▸ Text block
BEGIN

AI is poised to revolutionize telecommunication networks by boosting efficiency, automation, and decision-making. However, the black-box nature of most AI models introduces substantial risk, possibly deterring adoption by network operators. These risks are not addressed by the current prevailing deployment strategy, which typically follows a best-effort train-and-deploy paradigm. This paper reviews conformal calibration, a general framework that moves beyond the state of the art by adopting computationally lightweight, advanced statistical tools that offer formal reliability guarantees without requiring further training or fine-tuning. Conformal calibration encompasses pre-deployment calibration via uncertainty quantification or hyperparameter selection; online monitoring to detect and mitigate failures in real time; and counterfactual post-deployment performance analysis to address "what if" diagnostic questions after deployment. By weaving conformal calibration into the AI model lifecycle, network operators can establish confidence in black-box AI models as a dependable enabling technology for wireless systems.

END

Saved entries
BEGIN

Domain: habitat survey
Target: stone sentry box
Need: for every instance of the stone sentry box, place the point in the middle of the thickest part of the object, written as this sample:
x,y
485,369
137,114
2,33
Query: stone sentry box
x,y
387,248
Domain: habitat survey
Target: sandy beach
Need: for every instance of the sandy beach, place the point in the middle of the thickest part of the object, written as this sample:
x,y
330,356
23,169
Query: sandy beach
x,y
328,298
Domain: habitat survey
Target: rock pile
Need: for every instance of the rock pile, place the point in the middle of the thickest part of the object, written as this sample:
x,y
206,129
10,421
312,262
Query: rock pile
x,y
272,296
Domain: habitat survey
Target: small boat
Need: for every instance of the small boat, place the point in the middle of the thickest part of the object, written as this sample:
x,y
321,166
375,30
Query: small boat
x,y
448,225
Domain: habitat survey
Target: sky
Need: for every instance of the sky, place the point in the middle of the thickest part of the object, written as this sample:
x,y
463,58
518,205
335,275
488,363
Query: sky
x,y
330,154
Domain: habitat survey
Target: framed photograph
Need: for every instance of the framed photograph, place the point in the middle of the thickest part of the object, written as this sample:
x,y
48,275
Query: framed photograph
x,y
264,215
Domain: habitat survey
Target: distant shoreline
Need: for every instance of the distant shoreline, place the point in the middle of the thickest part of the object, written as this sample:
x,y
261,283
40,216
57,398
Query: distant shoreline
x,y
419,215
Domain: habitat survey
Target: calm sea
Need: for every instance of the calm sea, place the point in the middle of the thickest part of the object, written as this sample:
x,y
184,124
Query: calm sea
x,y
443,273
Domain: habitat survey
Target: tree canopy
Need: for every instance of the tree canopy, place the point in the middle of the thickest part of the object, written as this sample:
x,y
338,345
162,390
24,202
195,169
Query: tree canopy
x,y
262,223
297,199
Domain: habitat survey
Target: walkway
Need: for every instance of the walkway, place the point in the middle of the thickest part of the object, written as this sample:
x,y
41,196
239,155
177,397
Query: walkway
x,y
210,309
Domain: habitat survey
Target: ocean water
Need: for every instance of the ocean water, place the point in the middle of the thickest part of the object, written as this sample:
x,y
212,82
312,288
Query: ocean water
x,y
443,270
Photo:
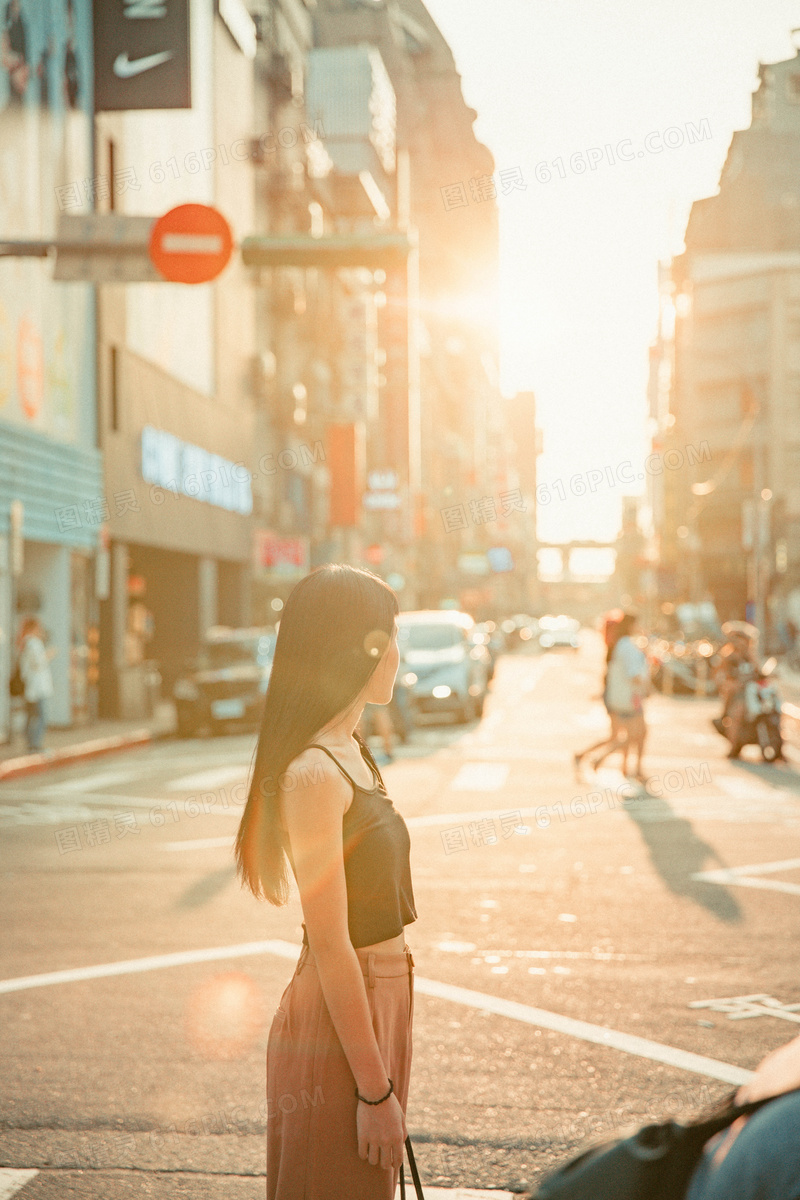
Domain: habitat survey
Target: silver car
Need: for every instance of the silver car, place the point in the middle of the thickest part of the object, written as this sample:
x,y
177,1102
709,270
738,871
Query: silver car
x,y
441,664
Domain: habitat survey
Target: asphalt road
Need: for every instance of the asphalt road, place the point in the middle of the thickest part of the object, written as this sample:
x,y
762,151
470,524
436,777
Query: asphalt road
x,y
577,903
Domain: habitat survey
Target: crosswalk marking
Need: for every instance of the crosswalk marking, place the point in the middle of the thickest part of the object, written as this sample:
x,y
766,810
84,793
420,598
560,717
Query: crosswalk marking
x,y
600,1035
480,777
198,844
750,876
206,780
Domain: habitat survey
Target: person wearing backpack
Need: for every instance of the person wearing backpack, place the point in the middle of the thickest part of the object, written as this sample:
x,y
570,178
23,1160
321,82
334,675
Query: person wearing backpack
x,y
37,679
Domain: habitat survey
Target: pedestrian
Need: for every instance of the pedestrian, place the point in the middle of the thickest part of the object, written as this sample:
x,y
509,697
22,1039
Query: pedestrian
x,y
376,717
37,679
626,682
340,1047
757,1157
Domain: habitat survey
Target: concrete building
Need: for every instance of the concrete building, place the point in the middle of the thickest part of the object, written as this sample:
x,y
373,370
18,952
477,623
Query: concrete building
x,y
175,375
729,520
446,192
50,474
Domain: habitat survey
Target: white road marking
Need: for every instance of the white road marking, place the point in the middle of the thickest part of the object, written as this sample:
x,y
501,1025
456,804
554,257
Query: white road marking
x,y
12,1180
740,1008
746,876
480,777
198,844
89,783
596,1033
457,1193
131,966
206,780
747,789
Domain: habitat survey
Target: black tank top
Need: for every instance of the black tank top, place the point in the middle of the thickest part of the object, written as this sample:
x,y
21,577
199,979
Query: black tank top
x,y
377,870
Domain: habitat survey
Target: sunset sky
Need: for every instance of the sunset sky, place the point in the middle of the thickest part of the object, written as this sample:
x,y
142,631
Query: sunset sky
x,y
579,255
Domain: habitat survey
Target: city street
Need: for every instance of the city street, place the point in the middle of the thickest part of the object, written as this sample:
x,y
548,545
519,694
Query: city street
x,y
554,916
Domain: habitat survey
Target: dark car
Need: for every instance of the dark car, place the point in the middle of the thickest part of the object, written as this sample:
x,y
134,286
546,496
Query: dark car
x,y
224,685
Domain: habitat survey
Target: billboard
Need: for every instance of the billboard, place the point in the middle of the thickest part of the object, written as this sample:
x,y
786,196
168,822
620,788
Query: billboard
x,y
142,54
46,328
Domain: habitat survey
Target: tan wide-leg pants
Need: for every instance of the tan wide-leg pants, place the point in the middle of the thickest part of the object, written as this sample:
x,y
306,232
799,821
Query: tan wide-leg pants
x,y
312,1150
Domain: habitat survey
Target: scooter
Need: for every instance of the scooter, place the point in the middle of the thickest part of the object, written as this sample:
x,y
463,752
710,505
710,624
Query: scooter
x,y
762,721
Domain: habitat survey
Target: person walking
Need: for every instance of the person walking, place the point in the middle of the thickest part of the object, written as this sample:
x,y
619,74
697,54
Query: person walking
x,y
340,1047
37,679
626,683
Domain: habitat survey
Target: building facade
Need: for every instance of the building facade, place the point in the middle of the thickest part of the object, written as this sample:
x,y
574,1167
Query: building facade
x,y
728,513
50,473
175,376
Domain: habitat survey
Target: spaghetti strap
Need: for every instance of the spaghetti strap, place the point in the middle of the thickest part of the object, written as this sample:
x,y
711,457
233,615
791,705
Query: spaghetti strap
x,y
346,773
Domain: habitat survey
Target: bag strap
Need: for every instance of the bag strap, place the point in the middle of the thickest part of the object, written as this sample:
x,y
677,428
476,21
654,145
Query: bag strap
x,y
415,1174
732,1111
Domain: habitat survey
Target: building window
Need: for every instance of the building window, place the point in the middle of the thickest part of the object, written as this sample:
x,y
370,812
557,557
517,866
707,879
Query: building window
x,y
114,389
112,172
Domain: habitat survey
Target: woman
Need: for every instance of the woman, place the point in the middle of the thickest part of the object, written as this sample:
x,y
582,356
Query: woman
x,y
757,1157
340,1047
626,681
35,671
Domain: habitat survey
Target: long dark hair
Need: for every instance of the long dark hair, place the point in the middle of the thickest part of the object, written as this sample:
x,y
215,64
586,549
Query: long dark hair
x,y
621,629
334,630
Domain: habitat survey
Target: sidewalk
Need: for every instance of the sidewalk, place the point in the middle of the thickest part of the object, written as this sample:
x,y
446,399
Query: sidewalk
x,y
85,742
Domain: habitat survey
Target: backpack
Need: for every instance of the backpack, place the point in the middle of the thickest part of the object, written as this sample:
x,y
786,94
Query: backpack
x,y
655,1163
17,684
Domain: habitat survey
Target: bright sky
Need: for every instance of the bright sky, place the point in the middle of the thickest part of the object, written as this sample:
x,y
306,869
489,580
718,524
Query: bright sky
x,y
579,255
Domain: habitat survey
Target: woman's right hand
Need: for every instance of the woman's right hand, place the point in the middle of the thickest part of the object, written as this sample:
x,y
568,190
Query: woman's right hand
x,y
382,1132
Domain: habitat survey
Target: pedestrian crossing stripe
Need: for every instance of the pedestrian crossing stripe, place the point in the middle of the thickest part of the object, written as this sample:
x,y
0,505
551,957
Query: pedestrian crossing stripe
x,y
599,1035
751,876
12,1180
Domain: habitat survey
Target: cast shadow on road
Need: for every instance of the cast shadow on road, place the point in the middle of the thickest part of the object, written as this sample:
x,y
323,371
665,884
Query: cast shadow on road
x,y
776,777
206,888
678,853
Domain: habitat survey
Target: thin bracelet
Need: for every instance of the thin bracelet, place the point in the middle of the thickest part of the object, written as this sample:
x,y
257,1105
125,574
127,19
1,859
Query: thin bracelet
x,y
391,1089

END

▸ Problem requirements
Please resume the text on conformal calibration for AI in telecommunication networks, starting after its final sentence. This listing was taken from a separate source.

▸ Your response
Paper Structure

This paper contains 20 sections, 6 figures.

Figures (6)

  • Figure 1: This paper describes conformal calibration, a general framework aimed at ensuring the reliability of black-box AI models for wireless systems. While the AI models are run at controllers that are directly connected to the network elements, conformal calibration is implemented at a higher-level controller. The framework supports the full lifecycle of AI applications, encompassing three distinct phases: pre-deployment calibration, deployment-time calibration, and post-deployment counterfactual analysis.
  • Figure 2: Conformal prediction is a post-processing method that produces decision sets $\Gamma$ that include all output values $y$ to which the AI app assigns a confidence level above a given threshold $\lambda$. By optimizing the threshold $\lambda$ on the confidence levels of the AI app, conformal prediction guarantees that the prediction set $\Gamma$ covers the true output with a user-defined probability.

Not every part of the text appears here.